:: TASK MATERIAL
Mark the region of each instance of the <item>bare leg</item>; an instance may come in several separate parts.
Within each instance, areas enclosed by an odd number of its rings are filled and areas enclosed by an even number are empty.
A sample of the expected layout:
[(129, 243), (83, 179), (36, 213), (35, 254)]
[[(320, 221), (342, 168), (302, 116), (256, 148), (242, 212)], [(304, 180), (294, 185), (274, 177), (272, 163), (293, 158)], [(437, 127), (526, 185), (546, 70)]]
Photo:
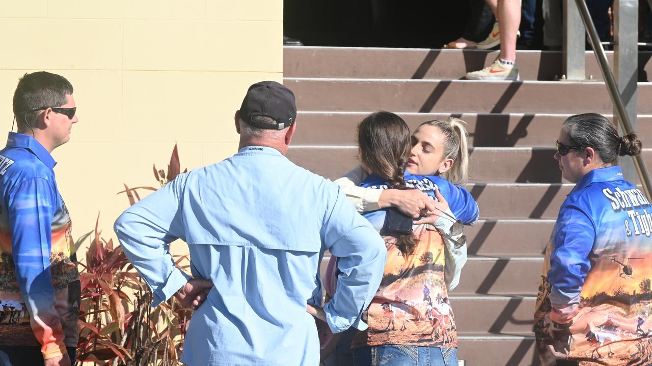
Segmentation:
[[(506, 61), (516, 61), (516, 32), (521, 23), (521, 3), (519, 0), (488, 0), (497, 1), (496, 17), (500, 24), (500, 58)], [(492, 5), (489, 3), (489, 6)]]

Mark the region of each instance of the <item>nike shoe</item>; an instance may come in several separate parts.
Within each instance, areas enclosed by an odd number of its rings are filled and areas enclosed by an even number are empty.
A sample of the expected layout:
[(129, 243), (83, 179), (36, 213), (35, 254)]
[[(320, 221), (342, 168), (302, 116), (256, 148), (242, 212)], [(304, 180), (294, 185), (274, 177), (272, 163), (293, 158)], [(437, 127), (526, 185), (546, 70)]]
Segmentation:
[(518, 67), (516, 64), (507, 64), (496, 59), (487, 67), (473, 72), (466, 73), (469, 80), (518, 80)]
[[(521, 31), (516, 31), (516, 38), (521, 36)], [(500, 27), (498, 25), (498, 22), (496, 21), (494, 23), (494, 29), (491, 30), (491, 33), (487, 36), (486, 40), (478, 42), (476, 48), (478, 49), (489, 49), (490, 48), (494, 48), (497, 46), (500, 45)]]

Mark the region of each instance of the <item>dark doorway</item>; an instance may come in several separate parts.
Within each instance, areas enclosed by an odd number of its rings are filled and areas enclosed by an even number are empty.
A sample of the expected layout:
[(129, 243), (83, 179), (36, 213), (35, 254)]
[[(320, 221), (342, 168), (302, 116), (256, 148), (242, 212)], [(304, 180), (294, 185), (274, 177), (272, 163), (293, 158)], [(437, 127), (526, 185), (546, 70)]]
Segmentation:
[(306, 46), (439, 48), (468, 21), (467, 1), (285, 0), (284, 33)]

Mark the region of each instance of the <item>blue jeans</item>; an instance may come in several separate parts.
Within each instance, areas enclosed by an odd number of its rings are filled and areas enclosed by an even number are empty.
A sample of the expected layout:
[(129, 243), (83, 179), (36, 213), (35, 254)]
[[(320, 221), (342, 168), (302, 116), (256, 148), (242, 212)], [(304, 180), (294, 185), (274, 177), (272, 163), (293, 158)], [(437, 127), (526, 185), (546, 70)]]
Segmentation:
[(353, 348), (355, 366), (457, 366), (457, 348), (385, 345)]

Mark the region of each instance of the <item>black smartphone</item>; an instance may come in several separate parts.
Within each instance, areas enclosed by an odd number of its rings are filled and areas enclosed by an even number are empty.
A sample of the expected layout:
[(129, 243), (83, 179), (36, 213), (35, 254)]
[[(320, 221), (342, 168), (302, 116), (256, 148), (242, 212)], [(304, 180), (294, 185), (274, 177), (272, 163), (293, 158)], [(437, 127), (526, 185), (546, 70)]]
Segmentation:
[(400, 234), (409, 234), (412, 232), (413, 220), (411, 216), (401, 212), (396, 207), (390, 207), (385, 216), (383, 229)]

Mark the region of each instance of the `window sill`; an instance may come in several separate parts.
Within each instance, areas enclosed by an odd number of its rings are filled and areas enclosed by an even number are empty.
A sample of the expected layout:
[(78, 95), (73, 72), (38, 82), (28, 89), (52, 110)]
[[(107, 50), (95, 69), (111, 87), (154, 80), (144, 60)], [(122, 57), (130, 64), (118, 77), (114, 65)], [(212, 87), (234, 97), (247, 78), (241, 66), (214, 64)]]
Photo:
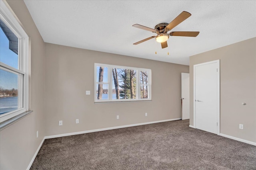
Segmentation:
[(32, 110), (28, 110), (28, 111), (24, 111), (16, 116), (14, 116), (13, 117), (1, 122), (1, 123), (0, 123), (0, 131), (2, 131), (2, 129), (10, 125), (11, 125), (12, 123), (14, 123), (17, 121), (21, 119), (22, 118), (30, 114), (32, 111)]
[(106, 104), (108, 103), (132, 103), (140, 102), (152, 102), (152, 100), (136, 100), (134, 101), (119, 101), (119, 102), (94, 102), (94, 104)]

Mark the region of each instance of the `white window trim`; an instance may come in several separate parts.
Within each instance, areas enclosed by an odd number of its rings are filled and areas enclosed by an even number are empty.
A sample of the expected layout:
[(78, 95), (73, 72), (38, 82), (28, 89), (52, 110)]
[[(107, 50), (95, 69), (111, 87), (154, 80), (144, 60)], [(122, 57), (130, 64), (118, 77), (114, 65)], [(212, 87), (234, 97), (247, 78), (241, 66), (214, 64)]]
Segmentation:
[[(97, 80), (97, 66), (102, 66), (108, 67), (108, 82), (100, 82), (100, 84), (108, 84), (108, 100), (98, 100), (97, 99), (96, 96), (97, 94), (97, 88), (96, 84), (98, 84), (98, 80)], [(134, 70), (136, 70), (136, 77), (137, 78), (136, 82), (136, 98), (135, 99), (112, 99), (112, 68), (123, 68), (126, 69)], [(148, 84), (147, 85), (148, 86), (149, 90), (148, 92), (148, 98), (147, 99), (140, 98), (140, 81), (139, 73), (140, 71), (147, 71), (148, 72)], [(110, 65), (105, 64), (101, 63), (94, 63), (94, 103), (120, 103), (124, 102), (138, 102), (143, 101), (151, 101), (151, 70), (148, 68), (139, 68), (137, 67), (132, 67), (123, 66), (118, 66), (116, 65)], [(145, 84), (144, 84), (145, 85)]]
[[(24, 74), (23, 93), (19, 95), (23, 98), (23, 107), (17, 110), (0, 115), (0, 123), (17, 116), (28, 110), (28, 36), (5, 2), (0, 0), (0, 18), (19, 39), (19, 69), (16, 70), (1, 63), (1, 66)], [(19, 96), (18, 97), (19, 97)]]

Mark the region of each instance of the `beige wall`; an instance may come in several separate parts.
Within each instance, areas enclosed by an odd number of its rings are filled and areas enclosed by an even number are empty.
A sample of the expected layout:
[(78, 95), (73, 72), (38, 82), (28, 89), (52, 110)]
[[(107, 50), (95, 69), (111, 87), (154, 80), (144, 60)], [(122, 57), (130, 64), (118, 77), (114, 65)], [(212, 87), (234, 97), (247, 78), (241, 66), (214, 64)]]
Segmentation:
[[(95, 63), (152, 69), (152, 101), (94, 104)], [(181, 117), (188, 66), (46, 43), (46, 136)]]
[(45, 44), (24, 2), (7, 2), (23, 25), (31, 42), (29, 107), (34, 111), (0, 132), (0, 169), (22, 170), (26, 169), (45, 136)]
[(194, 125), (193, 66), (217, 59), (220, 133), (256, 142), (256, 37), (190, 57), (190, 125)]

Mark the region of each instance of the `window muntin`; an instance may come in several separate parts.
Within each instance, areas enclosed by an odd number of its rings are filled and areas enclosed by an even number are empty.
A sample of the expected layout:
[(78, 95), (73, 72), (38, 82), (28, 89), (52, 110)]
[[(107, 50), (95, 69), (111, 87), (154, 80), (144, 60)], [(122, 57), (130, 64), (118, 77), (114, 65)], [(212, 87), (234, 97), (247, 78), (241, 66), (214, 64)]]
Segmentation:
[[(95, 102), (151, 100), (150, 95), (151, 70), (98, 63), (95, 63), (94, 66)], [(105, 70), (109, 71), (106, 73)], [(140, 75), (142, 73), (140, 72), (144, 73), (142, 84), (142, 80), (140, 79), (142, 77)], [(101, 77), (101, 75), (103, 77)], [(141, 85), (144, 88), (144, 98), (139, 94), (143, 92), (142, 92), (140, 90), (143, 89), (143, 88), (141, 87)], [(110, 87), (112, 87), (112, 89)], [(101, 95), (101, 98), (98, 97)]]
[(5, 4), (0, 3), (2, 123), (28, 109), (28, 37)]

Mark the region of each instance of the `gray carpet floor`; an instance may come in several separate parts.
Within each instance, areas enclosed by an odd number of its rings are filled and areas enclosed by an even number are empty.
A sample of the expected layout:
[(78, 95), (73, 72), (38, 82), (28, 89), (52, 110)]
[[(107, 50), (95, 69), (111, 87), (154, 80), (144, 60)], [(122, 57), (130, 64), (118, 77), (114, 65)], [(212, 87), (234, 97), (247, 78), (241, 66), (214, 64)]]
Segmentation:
::::
REQUIRED TASK: Reproduce the lines from the start of the records through the line containing "46), (500, 45)]]", both ends included. Omit the pictures from your copy.

WRITTEN ANSWER:
Mark the region of each instance of the <item>bare leg</item>; an instance may come in several separate parts.
Within each instance, areas enclosed by an odd number of its rings are filled and areas enclosed by an even number are empty.
A sample of the expected layout:
[(129, 243), (83, 179), (36, 213), (35, 254)]
[[(320, 221), (342, 168), (302, 116), (256, 148), (242, 212)], [(304, 180), (294, 185), (274, 177), (272, 163), (293, 158)], [(437, 127), (526, 185), (546, 70)]]
Photo:
Segmentation:
[[(506, 61), (516, 61), (516, 32), (521, 23), (521, 3), (519, 0), (488, 0), (497, 1), (496, 17), (500, 24), (500, 58)], [(492, 5), (489, 3), (489, 6)]]

Mark the region of each instance of the <item>nike shoe</item>; an instance may come in several separate parts.
Within each instance, areas enclosed by an odd number of its rings are filled and areas enclosed by an even number are empty.
A sample of the expected layout:
[(129, 243), (83, 179), (36, 213), (35, 254)]
[[(320, 221), (342, 168), (302, 116), (256, 148), (242, 212)], [(304, 180), (294, 185), (274, 177), (272, 163), (293, 158)], [(437, 127), (526, 185), (546, 70)]]
Segmentation:
[(518, 67), (516, 64), (507, 64), (496, 59), (487, 67), (473, 72), (466, 73), (469, 80), (518, 80)]
[[(521, 31), (516, 31), (516, 38), (521, 36)], [(500, 27), (498, 25), (498, 22), (496, 21), (494, 23), (494, 29), (491, 30), (491, 33), (487, 36), (486, 40), (478, 42), (476, 48), (478, 49), (489, 49), (490, 48), (494, 48), (497, 46), (500, 45)]]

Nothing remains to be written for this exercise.